Input records:
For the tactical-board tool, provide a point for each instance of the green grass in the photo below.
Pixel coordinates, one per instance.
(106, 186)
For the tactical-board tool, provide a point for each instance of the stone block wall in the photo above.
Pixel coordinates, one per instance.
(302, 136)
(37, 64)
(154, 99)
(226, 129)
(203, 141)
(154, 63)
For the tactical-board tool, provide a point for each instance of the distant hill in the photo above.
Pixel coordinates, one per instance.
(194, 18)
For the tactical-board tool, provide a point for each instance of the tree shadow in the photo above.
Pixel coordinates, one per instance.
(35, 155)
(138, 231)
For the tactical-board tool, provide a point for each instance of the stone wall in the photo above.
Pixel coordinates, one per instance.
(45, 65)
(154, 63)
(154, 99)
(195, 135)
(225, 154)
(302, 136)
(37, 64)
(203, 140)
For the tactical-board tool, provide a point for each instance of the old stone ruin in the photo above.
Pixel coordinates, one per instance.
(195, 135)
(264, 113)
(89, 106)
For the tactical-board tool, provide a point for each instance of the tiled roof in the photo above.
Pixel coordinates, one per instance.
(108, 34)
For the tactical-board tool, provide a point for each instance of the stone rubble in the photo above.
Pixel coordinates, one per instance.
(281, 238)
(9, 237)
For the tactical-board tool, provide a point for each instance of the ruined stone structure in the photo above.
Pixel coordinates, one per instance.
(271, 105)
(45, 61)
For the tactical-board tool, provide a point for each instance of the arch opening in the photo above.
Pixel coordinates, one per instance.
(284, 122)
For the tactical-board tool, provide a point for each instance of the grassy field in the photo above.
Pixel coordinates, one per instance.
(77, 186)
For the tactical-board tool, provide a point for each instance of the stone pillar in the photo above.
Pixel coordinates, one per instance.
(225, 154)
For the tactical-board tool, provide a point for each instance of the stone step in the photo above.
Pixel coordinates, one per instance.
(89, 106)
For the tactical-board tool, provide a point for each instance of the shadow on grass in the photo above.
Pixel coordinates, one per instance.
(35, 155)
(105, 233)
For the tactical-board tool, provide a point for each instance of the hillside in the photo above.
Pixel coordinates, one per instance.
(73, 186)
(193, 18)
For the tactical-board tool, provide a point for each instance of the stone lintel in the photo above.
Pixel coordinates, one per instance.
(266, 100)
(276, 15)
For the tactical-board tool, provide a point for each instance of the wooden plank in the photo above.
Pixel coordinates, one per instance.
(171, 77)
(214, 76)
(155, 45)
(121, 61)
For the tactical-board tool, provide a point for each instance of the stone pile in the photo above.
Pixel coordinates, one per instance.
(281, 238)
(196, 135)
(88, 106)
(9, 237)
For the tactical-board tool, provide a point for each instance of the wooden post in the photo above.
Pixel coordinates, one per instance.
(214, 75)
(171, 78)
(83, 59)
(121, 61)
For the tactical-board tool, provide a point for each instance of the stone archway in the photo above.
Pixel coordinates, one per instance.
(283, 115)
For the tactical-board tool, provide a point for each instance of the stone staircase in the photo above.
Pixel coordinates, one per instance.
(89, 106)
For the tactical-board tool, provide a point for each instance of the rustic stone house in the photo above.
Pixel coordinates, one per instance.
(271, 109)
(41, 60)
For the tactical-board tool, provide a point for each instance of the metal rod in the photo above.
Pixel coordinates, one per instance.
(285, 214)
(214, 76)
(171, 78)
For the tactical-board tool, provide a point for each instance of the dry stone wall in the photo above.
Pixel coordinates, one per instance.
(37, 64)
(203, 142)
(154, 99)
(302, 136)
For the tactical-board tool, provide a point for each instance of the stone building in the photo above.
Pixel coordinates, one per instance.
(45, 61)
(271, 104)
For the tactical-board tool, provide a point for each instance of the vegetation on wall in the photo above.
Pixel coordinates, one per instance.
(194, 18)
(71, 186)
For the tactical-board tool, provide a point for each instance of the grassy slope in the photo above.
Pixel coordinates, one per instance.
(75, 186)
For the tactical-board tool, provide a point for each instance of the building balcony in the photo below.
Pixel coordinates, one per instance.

Task requirements:
Please convert the material above into a Markdown table with two columns, Entry and Content, putting each line's number under Entry and the line itself under Content, and skip any blank lines.

Solution to this problem:
| Entry | Content |
|---|---|
| 1 | For the tactical-board tool, provide a point for each instance of the green grass in the photo below. |
| 2 | Pixel coordinates, one per instance. |
| 3 | (106, 186) |
| 4 | For the tactical-board tool, provide a point for each instance of the stone block wall in the photo above. |
| 5 | Pixel coordinates, one per instance. |
| 6 | (302, 136) |
| 7 | (37, 64) |
| 8 | (154, 99) |
| 9 | (226, 129) |
| 10 | (203, 141) |
| 11 | (154, 63) |
| 12 | For the tactical-board tool, provide a point for each instance of the distant hill in the photo above. |
| 13 | Pixel coordinates, one per instance. |
| 14 | (194, 18) |
| 15 | For the tactical-board tool, provide a point for each instance of the tree shadow in the photo above. |
| 16 | Pixel coordinates, one per instance. |
| 17 | (35, 155) |
| 18 | (138, 231) |
| 19 | For the tactical-board tool, provide a point for each instance of the stone wall in the photo above. |
| 20 | Pixel coordinates, one per instance. |
| 21 | (45, 65) |
| 22 | (154, 63) |
| 23 | (154, 99) |
| 24 | (195, 135) |
| 25 | (225, 154) |
| 26 | (302, 136) |
| 27 | (37, 64) |
| 28 | (203, 140) |
| 29 | For the tactical-board tool, provide a point for each instance of the old stone ruin in the photo above. |
| 30 | Pixel coordinates, one per instance. |
| 31 | (195, 135) |
| 32 | (264, 113) |
| 33 | (89, 106) |
| 34 | For the tactical-board tool, provide a point for each instance of the tiled roof in the photo above. |
| 35 | Pixel coordinates, one per instance. |
| 36 | (108, 34) |
| 37 | For the tactical-board tool, provide a point for each instance of the stone rubble in the photo above. |
| 38 | Pixel coordinates, one per instance. |
| 39 | (281, 238) |
| 40 | (9, 237) |
| 41 | For the tactical-board tool, provide a point for each instance of the ruined stone structure in the photo above. |
| 42 | Pixel coordinates, one per instance. |
| 43 | (271, 105) |
| 44 | (45, 61) |
| 45 | For the tactical-board tool, provide a point for each instance of the arch opening in the photo above. |
| 46 | Pixel coordinates, one per instance. |
| 47 | (284, 122) |
| 48 | For the tactical-board tool, provide a point for each instance of the grassy field in the photo above. |
| 49 | Pixel coordinates, one per instance. |
| 50 | (77, 186) |
| 51 | For the tactical-board tool, provide a point for each instance of the stone pillar in the photo above. |
| 52 | Pixel coordinates, one per instance. |
| 53 | (225, 154) |
| 54 | For the tactical-board tool, provide a point for each instance of the stone step in the photo above. |
| 55 | Pixel coordinates, one per instance. |
| 56 | (89, 106) |
| 57 | For the tactical-board tool, provide a point for each instance of the shadow on grass in the photo above. |
| 58 | Pixel coordinates, one per instance. |
| 59 | (35, 155) |
| 60 | (105, 233) |
| 61 | For the tactical-board tool, provide a point for each instance of the hillside in the photo above. |
| 62 | Pixel coordinates, one per instance. |
| 63 | (73, 186) |
| 64 | (193, 18) |
| 65 | For the tactical-board tool, provide a point for each instance of the stone lintel in the photo above. |
| 66 | Pixel coordinates, one per instance. |
| 67 | (266, 100) |
| 68 | (276, 15) |
| 69 | For the tactical-board tool, provide a point for each instance of the wooden plank in the photo above. |
| 70 | Pixel coordinates, one per instance. |
| 71 | (171, 77) |
| 72 | (214, 76) |
| 73 | (155, 45) |
| 74 | (121, 61) |
| 75 | For the tactical-board tool, provide a point for each instance of the stone pile in the photo above. |
| 76 | Pixel coordinates, one per instance. |
| 77 | (281, 238) |
| 78 | (196, 135) |
| 79 | (88, 106) |
| 80 | (9, 237) |
| 81 | For the tactical-board tool, provide a point for each instance of the wooden post in the photo above. |
| 82 | Pixel coordinates, one per instance. |
| 83 | (214, 75) |
| 84 | (171, 78) |
| 85 | (83, 59) |
| 86 | (121, 61) |
| 87 | For the tactical-board tool, provide a point for each instance of the stone archway in the photo above. |
| 88 | Pixel coordinates, one per instance. |
| 89 | (283, 115) |
| 90 | For the tactical-board tool, provide a point for each instance of the stone staircase in the photo above. |
| 91 | Pixel coordinates, one per instance. |
| 92 | (89, 106) |
| 93 | For the tactical-board tool, provide a point for each instance of the rustic stone house in the photo above. |
| 94 | Pixel coordinates, one per instance. |
| 95 | (271, 109) |
| 96 | (41, 60) |
| 97 | For the tactical-board tool, provide a point for each instance of the metal rod in the photo above. |
| 98 | Pixel coordinates, one per instance. |
| 99 | (285, 214) |
| 100 | (214, 76) |
| 101 | (171, 78) |
| 102 | For the tactical-board tool, provide a point for each instance of the dry stone wall in the photo above. |
| 103 | Pixel coordinates, one per instance. |
| 104 | (37, 64) |
| 105 | (203, 142) |
| 106 | (154, 99) |
| 107 | (302, 136) |
| 108 | For the tactical-board tool, provide a point for each instance of the stone building in the photo above. |
| 109 | Pixel coordinates, one per instance. |
| 110 | (45, 61) |
| 111 | (271, 104) |
| 112 | For the tactical-board tool, provide a point for each instance of the vegetation on wall in the photo above. |
| 113 | Pixel coordinates, one per instance. |
| 114 | (194, 18) |
| 115 | (71, 186) |
| 116 | For the tactical-board tool, provide a point for each instance of the grassy slope in the photo above. |
| 117 | Pixel coordinates, one per instance. |
| 118 | (75, 186) |
| 119 | For the tactical-board tool, provide a point for each instance of the building balcony in the photo below. |
| 120 | Pixel coordinates, one per instance. |